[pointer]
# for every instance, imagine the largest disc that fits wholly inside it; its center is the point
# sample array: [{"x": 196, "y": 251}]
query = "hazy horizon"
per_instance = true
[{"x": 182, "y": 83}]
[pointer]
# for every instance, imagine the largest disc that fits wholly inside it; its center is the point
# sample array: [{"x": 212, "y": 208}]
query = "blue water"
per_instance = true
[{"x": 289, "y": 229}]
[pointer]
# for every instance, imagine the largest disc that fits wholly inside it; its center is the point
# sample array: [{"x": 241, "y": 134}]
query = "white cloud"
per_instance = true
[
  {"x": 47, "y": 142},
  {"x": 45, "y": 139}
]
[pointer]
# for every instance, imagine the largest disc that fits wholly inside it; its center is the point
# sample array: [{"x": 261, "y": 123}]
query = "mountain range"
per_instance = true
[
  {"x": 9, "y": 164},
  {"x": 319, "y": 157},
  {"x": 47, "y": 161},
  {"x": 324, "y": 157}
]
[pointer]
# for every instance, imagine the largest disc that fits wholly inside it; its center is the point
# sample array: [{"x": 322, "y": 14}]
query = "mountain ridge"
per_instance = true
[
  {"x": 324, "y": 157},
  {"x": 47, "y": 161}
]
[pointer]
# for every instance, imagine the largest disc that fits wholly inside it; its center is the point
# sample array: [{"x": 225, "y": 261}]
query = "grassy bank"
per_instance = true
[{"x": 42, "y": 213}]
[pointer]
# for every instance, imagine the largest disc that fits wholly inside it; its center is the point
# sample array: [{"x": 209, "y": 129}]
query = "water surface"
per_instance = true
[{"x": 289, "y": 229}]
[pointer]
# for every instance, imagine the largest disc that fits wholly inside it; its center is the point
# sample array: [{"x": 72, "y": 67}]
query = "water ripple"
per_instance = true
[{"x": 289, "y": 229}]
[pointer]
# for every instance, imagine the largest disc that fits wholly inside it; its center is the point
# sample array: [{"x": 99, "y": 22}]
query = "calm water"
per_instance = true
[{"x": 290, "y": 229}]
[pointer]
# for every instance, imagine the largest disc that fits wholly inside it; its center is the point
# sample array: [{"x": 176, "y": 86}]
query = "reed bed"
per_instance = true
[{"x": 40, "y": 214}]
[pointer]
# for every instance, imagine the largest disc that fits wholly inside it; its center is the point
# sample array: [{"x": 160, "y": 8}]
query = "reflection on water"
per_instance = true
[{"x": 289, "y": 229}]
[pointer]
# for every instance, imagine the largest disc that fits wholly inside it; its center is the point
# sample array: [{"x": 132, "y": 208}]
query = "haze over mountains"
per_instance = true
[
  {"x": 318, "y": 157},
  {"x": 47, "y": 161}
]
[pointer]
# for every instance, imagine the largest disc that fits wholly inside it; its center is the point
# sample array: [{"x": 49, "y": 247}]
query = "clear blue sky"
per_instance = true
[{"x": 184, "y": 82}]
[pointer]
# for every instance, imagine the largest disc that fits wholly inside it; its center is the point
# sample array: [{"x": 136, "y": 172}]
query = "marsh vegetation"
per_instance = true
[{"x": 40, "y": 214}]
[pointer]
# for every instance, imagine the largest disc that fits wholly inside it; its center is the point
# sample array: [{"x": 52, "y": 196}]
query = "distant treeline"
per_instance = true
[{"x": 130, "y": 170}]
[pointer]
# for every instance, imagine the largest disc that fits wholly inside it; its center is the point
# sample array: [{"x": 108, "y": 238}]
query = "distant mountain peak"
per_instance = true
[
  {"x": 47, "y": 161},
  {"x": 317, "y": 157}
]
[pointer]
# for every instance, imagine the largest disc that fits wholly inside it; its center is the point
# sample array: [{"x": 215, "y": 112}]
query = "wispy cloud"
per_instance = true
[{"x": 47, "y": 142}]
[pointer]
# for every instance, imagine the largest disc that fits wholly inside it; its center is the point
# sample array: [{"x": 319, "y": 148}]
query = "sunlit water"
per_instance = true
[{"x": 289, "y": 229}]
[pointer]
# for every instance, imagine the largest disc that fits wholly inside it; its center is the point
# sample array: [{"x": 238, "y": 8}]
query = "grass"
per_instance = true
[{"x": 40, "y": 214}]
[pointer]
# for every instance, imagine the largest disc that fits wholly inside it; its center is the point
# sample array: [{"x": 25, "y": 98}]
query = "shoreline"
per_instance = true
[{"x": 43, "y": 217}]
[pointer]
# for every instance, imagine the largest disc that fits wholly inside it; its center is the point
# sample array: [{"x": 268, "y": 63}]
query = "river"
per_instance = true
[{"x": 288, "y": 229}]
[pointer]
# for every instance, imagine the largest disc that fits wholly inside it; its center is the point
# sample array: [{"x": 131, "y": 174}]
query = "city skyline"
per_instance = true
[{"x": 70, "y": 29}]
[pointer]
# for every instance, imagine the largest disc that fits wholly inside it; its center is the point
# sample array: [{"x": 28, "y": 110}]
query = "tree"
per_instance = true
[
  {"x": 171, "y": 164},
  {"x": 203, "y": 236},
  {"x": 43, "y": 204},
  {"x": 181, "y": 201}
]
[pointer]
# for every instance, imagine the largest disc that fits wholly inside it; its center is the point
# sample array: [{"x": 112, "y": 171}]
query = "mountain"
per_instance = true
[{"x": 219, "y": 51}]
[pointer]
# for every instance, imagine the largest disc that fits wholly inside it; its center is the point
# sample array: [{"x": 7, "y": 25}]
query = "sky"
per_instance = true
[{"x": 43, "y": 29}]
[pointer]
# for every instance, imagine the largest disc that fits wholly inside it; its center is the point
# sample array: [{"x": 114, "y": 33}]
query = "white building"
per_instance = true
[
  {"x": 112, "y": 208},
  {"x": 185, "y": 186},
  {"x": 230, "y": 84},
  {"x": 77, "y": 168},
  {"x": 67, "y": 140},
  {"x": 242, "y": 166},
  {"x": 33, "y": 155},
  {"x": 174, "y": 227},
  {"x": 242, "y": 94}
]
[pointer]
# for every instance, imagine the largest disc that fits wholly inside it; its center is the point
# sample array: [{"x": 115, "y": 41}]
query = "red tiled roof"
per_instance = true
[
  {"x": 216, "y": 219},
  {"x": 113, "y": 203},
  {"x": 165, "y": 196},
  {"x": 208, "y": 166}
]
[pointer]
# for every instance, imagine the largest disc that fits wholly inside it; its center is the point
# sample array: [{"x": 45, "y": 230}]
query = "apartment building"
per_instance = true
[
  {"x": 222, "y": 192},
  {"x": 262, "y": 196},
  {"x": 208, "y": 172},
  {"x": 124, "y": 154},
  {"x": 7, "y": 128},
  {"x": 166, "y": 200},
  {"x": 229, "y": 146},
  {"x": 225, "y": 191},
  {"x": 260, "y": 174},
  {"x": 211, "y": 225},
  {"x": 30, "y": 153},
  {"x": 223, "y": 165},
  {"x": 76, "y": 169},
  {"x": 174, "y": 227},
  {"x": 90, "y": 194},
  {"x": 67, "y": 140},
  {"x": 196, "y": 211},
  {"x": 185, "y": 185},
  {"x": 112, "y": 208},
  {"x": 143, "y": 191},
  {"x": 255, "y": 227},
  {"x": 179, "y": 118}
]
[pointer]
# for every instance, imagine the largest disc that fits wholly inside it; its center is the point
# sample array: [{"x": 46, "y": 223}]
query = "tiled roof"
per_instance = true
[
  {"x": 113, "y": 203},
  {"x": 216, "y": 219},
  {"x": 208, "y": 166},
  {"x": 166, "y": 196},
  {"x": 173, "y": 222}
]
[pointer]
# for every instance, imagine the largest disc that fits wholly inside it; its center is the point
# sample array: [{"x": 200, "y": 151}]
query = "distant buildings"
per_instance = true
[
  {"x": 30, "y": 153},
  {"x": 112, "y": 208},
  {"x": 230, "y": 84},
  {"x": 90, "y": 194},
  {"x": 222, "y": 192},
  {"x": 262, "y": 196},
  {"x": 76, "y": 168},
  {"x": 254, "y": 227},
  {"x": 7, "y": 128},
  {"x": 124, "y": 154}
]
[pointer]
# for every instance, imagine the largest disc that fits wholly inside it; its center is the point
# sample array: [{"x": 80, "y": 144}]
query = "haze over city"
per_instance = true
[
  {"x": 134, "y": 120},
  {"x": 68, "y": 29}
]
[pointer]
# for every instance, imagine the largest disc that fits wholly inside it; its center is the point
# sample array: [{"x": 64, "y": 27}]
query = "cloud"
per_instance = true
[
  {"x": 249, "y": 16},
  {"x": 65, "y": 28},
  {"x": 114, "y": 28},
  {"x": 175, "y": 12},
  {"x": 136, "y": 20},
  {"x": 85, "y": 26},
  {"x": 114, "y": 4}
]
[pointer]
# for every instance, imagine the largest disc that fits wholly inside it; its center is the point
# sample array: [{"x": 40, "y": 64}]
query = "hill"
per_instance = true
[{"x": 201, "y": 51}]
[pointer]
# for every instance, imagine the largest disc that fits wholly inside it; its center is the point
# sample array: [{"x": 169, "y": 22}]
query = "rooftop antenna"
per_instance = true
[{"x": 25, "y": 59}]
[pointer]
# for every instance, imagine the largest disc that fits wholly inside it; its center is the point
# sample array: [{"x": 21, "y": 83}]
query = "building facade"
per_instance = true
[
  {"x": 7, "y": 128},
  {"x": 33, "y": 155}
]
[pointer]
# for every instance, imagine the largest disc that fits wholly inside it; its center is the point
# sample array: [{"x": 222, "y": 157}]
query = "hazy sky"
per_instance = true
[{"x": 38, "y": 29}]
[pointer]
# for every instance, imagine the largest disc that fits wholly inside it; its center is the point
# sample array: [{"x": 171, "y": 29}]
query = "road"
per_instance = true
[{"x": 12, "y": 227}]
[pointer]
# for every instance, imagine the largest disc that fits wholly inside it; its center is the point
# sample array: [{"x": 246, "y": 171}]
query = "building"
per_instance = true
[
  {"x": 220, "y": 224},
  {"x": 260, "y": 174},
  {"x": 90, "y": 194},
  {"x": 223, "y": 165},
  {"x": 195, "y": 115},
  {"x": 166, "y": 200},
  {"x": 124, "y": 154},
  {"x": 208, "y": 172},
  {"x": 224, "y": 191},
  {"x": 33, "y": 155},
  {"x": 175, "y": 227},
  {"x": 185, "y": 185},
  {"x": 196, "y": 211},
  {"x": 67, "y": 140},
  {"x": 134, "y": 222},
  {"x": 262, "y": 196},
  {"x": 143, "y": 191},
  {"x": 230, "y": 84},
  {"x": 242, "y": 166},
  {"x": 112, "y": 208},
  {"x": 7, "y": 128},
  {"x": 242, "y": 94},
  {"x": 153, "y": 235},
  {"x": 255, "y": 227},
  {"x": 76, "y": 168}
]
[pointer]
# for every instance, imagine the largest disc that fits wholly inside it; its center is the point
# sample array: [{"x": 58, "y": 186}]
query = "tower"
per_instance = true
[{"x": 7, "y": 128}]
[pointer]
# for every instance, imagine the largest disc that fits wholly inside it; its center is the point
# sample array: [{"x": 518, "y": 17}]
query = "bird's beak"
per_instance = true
· · · · ·
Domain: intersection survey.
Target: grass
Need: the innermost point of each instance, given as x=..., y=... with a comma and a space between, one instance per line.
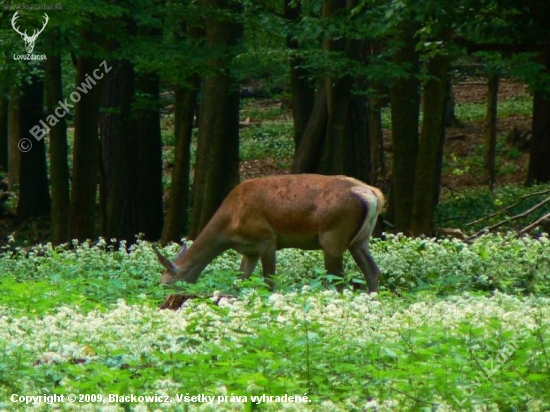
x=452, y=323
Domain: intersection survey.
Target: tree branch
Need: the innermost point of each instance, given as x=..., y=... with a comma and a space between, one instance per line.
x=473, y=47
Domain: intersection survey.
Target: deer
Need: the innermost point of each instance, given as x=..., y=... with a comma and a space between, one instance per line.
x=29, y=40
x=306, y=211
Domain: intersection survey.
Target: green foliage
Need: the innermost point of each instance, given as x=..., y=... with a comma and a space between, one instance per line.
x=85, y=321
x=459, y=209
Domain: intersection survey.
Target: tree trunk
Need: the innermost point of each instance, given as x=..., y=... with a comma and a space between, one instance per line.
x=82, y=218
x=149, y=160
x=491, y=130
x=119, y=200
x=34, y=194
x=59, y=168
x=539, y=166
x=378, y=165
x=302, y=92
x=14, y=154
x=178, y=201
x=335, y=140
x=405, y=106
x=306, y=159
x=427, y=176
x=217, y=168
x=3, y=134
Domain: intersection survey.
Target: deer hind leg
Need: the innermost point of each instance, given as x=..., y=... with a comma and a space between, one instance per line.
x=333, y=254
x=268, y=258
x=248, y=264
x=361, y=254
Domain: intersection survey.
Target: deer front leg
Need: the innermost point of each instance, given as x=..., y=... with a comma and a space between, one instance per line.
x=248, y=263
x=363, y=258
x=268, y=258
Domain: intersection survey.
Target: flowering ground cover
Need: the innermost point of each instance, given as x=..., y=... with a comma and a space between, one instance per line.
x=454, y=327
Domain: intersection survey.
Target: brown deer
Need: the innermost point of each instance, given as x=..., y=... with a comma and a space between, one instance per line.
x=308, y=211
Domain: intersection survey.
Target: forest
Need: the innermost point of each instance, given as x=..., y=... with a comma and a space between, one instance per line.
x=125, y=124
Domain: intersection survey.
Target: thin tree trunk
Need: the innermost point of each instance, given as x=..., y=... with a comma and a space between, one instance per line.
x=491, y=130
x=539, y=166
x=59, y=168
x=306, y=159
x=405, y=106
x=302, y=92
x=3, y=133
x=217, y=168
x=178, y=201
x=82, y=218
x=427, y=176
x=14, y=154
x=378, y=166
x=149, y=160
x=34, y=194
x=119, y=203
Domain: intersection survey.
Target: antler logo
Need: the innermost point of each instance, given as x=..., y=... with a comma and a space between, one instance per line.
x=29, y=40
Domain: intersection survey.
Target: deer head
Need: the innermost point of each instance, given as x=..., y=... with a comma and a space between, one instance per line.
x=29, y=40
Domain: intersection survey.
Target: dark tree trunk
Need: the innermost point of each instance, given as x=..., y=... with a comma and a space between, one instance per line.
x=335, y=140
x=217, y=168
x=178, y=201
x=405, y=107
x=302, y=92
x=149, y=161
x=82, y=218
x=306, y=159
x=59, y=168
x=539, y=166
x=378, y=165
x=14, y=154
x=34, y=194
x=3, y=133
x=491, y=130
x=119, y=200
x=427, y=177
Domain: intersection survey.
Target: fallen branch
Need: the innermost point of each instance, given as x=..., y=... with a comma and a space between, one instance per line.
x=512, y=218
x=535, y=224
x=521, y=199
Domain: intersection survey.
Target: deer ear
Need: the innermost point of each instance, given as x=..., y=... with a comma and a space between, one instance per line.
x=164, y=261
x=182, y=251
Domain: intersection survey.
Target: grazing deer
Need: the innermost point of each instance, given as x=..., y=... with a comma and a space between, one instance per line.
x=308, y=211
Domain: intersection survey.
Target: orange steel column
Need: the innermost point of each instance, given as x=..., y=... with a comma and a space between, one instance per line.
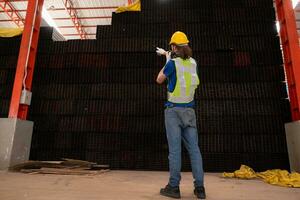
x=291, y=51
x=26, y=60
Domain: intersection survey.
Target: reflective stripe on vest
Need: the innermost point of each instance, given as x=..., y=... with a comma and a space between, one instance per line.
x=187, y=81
· · · · ·
TASK REQUIREMENTS:
Pick out every line above that holds the word "branch" and copy it.

EXPECTED OUTPUT:
Target: tree branch
Target: fallen branch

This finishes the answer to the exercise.